#### EXCERPT ####
(2018) (Emily Blunt, John Krasinski) (PG-13)
- QUICK TAKE:
- Horror: An isolated family tries to survive in a post-apocalyptic world that's been decimated by heavily armored and blind monsters that hunt by sound.
- More than a year after their young son, Beau (CADE WOODWARD), was killed by heavily armored and blind monsters that hunt by sound and have decimated most of the world's population, the Abbott family is simply trying to survive by remaining as silent as possible in their post-apocalyptic world. While Evelyn (EMILY BLUNT) is due to deliver another child in a few weeks, Lee (JOHN KRASINSKI) is trying to develop a hearing aid that will help their deaf daughter, Regan (MILLICENT SIMMONDS), hear, when not taking their son, Marcus (NOAH JUPE), out beyond their remote farm to teach him how to survive.
The pending addition to their family puts them in an obvious bind as the baby is surely going to make noise, something they're doing their best to make sure won't draw the attention of the monsters that routinely arrive with even the slightest unusual sound. But with the baby's unexpected early arrival, the family must do what they can to remain quiet and thus avoid further monster attacks.
- OUR TAKE: 7.5 out of 10
- Most people likely think our current state of being and mind is highly advanced and civilized as compared to our ancient ancestors from eons ago. Yet, we still possess the same primitive portions of the brain that were designed solely to keep them alive in a world where various critters eyed them as their next meal.
Aside from actual real dangers that might exist in today's world where such reflexive and instinctual parts of the brain take over, most of that lower-level functioning is detrimental to a lot of people who resultantly live with fearful, worried or just negative mindsets. Of course, certain groups are smart enough to take advantage of that, and while I could write volumes about politicians and over fear-mongers who do just that for political and/or financial gain, we're going to focus here on those we actually enjoy spending time with.
####
Continue the movie review from where it stops. The rows that come next are separate material and have nothing to do with the review.
#### DATA SECTION ####
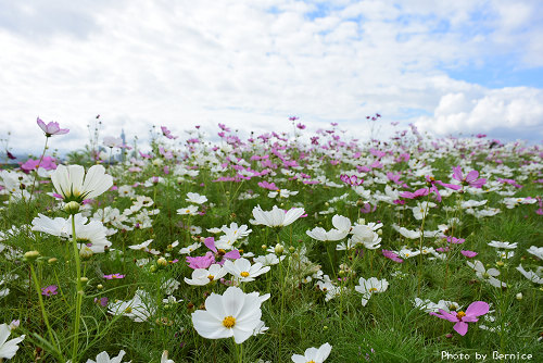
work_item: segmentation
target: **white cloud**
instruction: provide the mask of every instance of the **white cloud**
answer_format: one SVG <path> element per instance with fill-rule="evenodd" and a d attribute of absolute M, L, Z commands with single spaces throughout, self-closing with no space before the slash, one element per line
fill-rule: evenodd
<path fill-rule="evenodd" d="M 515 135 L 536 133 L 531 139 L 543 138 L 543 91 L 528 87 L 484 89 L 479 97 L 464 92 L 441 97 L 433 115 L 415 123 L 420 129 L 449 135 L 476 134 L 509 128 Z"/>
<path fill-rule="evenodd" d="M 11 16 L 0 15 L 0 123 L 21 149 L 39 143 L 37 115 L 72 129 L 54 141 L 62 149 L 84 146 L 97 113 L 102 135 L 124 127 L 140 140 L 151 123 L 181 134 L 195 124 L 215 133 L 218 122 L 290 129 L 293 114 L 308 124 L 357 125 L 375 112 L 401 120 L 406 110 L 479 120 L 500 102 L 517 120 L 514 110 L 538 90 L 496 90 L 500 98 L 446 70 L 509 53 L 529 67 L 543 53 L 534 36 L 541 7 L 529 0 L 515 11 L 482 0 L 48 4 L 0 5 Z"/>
####
#### DATA SECTION ####
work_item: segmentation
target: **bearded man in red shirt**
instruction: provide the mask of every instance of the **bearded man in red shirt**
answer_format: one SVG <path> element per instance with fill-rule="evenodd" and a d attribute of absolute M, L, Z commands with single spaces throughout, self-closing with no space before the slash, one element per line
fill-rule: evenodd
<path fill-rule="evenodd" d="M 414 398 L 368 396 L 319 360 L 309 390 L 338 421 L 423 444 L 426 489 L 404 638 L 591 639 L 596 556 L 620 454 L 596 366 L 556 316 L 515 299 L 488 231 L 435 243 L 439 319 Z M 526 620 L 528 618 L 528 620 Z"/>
####
FINAL ANSWER:
And those are moviemakers who understand how those primitive brain functions work and use them to their advantage in manipulating viewers of various sorts of films that provide edge of your seat thrills or downright frightful chills. Dissect pretty much any horror film and you'll see such use, be that setting such scares in the dark, having things jump out for startle purposes, and having characters hide and not be seen or heard lest something really bad happen to them.
The "don't be heard" angle is played with to brilliant degrees in "A Quiet Place," a tight and highly efficient horror thriller that plays off a very simple premise. For reasons never explained or explored, the world has been overrun by alien-like monsters that may be blind, but are heavily armored and have highly tuned auditory functioning. That means they're nearly indestructible and hunt by sound. And with that advantage, they've apparently wiped out most of humankind, save for a handful of people here and there who somehow managed to survive the initial onslaught, but are just one wrong step and related sound from being gobbled up.
That might sound quite a bit like the 1990 film "Tremors" where subterranean "worms" likewise hunted by sound and related vibrations. Yet, while that film was played for straight-on camp (and entertainingly so), this one is played for pure dread and terror. Notwithstanding a few nitpicky script issues that most will possibly think about only after the 95-minute nightmare is over, this is an outstanding piece of horror filmmaking.
As directed by John Krasinski from a script he co-wrote with Bryan Woods & Scott Beck, the film begins with a prologue of sorts where we see the Abbott family quietly making their way through a deserted grocery store in a deserted town on day 89 of the never-explained apocalypse. They're successful at getting what they need and literally tiptoe out of the place, down the street and through the woods, briefly conversing only through sign language.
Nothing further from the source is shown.